## ACTIONS TO TAKE
- A) List every company, place, and publication that the trekking account names.
- B) Answer these from the trekking account:
(i) Why was 3 Sisters Adventure Trekking chosen?
(ii) When did the training begin?
(iii) What equipment is recommended to ease the burden on the knees?
- C) Return everything in the trekking account from "The second question" down to "of the company.", copied word for word.

## PROVIDED TEXT
++++++++++++++++++++

The second question is “how do you find a reliable guide?” When I started my research I found plenty of sources that said you should research prospective companies or guides thoroughly but found very few resources that gave recommendations on specific companies. I chose 3 Sisters Adventure Trekking because I liked the idea of company that promotes the training and hiring of female guides. We were very pleased with the company and I would use them again. See 3 Sisters for a full review of the company.
Training
We started training in the spring 2012. At 48 and 54 we needed to be as strong as possible to get the most out of the 10 day trek. My husband and I have exercised regularly for years and have done some backpacking in the past but nothing for quite this length of time. We included in our weekly routine hikes in the nearby mountain, finding the steepest trails possible. We started with trails with around 500 meters change in elevation and worked up to 1500 meters.
The trail to Annapurna Base Camp was a lot more climbing and descending on stone paths than I was expecting from looking at the elevation plot in Lonely Planet. Every day you climb up and down about 1500 meters. It can be very hard on joints, especially knees. With our training we had no problems on the trail. I would also recommend trekking poles to help ease the burden on the knees.

++++++++++++++++++++

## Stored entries
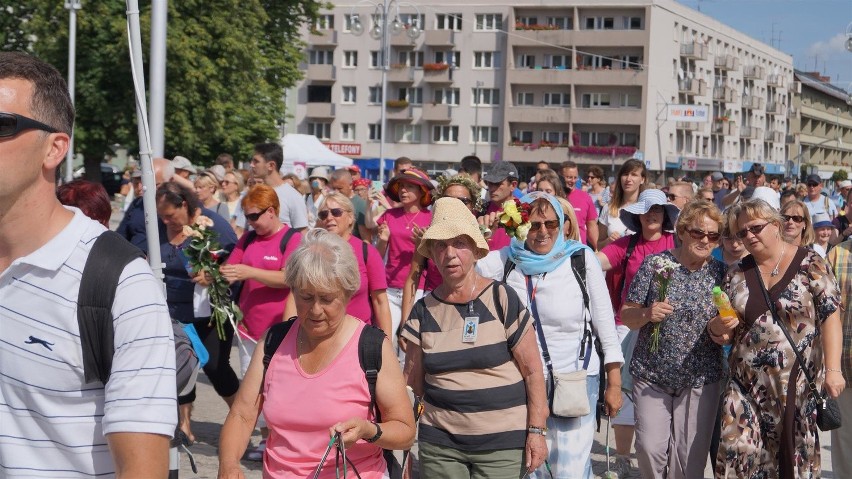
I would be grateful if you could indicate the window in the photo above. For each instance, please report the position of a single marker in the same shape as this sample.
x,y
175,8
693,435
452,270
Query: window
x,y
375,95
375,132
489,22
557,99
446,96
595,100
450,21
324,22
411,59
347,131
445,134
561,23
525,98
526,60
483,134
407,134
414,96
350,59
320,130
320,57
486,96
489,60
522,136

++++++++++++++++++++

## ANSWERS TO THE TASKS
- A)
3 Sisters Adventure Trekking
Annapurna Base Camp
Lonely Planet

- B)
(i) The company promotes the training and hiring of female guides.
(ii) In the spring of 2012.
(iii) Trekking poles.

- C)
The second question is “how do you find a reliable guide?” When I started my research I found plenty of sources that said you should research prospective companies or guides thoroughly but found very few resources that gave recommendations on specific companies. I chose 3 Sisters Adventure Trekking because I liked the idea of company that promotes the training and hiring of female guides. We were very pleased with the company and I would use them again. See 3 Sisters for a full review of the company.